Отрывок для чтения:
Ко всем напраслинам присоединилась обиднейшая: мой отец, человек небогатый, но не нуждающийся, не отказывал ни мне, ни матери ни в чем необходимом; и если не давал денег мне, так это происходило частью от рассеянности, частью от непонимания: какие еще деньги нужны в гимназии? Отсутствие денег у меня создало миф о том, что я прозябаю в нищете, которой не было; мне обидно подчеркивалось, что все порядочные люди тратят деньги, а я «нищий», — человек непорядочный.

Так полагали наши «аристократы».

В противовес «аристократам» действовала компания отнюдь не «демократов», а просто нерях, безобразников («папуасов», как мы потом их называли с одним из товарищей); грязные, циничные, влепляющие друг другу в «рожу» и в высшие интересы не погруженные до седьмого класса, они-то и нападали на меня дразненьем, бранью, цинизмами; в эпоху 1893–1896 годов наш класс явно распадался на две несообщающиеся группы: на ватагу «папуасов» и на «сливки» общества; в крайней половине доминировали свои социальные интересы; «сливки» играли в касту; «папуасы» бессмысленно дебоширили. Я был одинаково отверженец и здесь и там; я и сам активно отталкивался от обеих половинок класса; стало быть: у меня не было друзей, покровителей (были из старшеклассников, но это не придавало мне «социального» веса среди сотоварищей); быть без друзей в гимназии — значит: быть активно преследуемым.

И преследования росли: и старинная судорога моя, судорога казаться глупей, чем я есть, повторилась после краткого триумфа.

Укоряемый дома за двойки и тройки по латыни, полубредящий невесомыми преследованиями Павликовского, затравливаемый как «тупица», «девчонка», «дурак», «нищий» обеими половинками класса, лишенный своего друга-мадемуазель, я весь как-то замер, съежился в точку абсолютнейшего невыявленья; в четвертом классе некий П**84 (с которым в седьмом классе я дружил, когда «победил» класс) выдумал воистину гнусную клевету на меня, о которой не могу не упомянуть: в те годы я был очень чист, борясь и в мыслях со всякими двусмысленными переживаньями; и уж, разумеется, не страдал никакими пороками; но в те именно годы я был очень слаб, всегда угнетен, бледен, страдал мигренями (в университете лишь окрепло здоровье); и вот этот бледный вид в связи с нервною задержью всех движений внушил П** гнуснейшую мысль, что я предаюсь тайному пороку, о существовании которого я и не подозревал в те года. Начинались его гнуснейшие намеки о том, что он знает причины, отчего я впадаю в идиотизм, и что если «это» будет и впредь продолжаться, то я стану сумасшедшим. Этот П**, из кожи лезущий, чтобы выявить чванство пустого тона, «социальный святоша» и ограниченный весьма законодатель «княжеского» тона (он гордился, что его дедушка — «князь»), испортил мне год подмигиваньями на тему о том, что он знает, почему я «такой» (предполагалось — «идиот»); и я, без вины виноватый, чувствовал себя Раскольниковым, настигнутым на улице «подозрительным мещанином», вшептывающим:

«Убивец!»

Задание:
На какие две группы распался класс в 1893–1896 годах, согласно отрывку о гимназических годах? Данные представляют собой отдельный материал, не связанный с отрывком.

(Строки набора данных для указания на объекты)
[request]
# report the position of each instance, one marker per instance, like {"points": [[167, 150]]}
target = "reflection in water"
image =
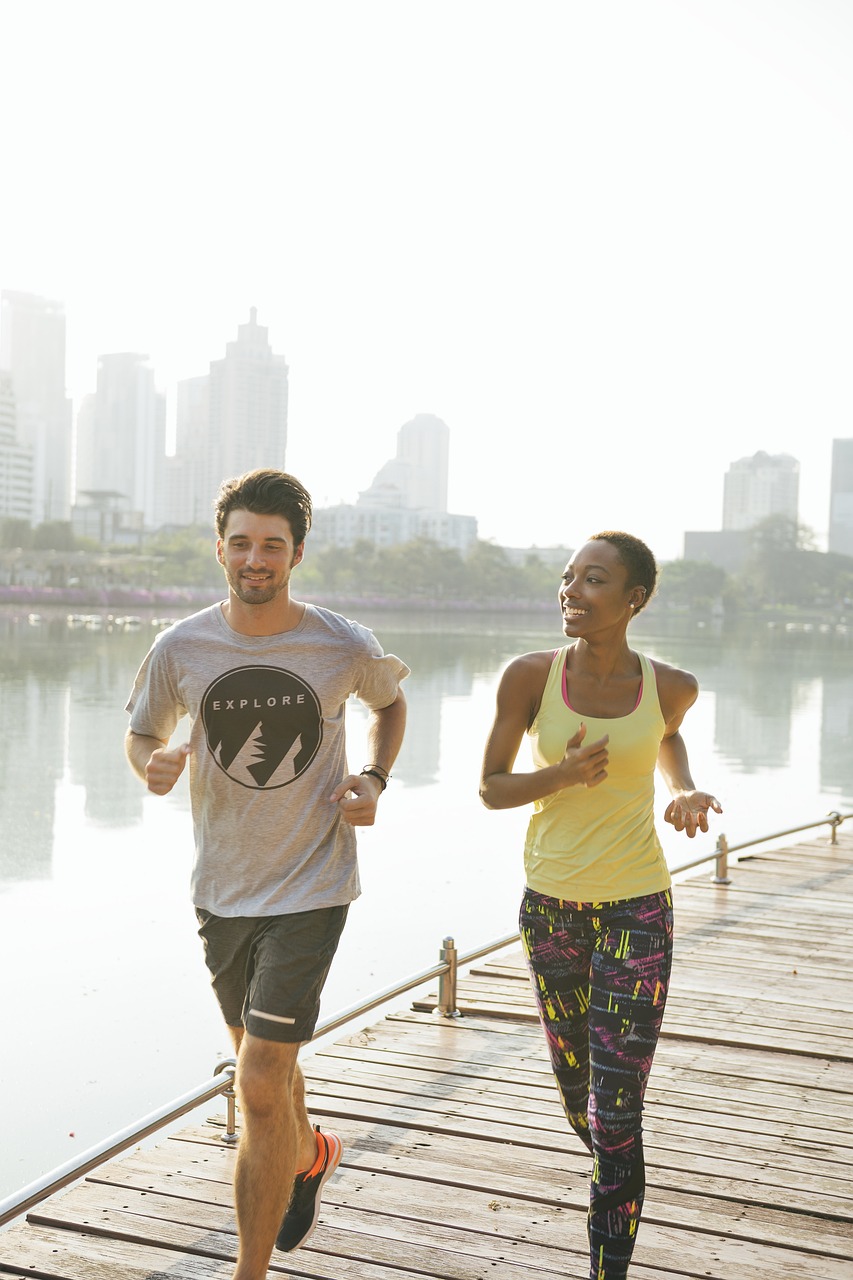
{"points": [[836, 732], [63, 691], [770, 734], [761, 682]]}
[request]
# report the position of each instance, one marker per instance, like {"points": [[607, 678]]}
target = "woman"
{"points": [[597, 914]]}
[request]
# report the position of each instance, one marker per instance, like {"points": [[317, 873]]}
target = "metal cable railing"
{"points": [[445, 970]]}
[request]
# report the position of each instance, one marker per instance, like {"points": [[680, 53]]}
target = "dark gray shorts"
{"points": [[268, 972]]}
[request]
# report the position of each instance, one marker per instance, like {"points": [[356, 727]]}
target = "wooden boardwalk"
{"points": [[459, 1164]]}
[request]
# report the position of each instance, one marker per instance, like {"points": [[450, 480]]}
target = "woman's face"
{"points": [[593, 592]]}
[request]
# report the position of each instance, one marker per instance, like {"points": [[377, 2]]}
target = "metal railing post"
{"points": [[721, 862], [447, 981], [229, 1136]]}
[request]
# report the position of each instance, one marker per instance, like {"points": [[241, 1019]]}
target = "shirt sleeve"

Результат:
На ватагу «папуасов» и на «сливки» общества.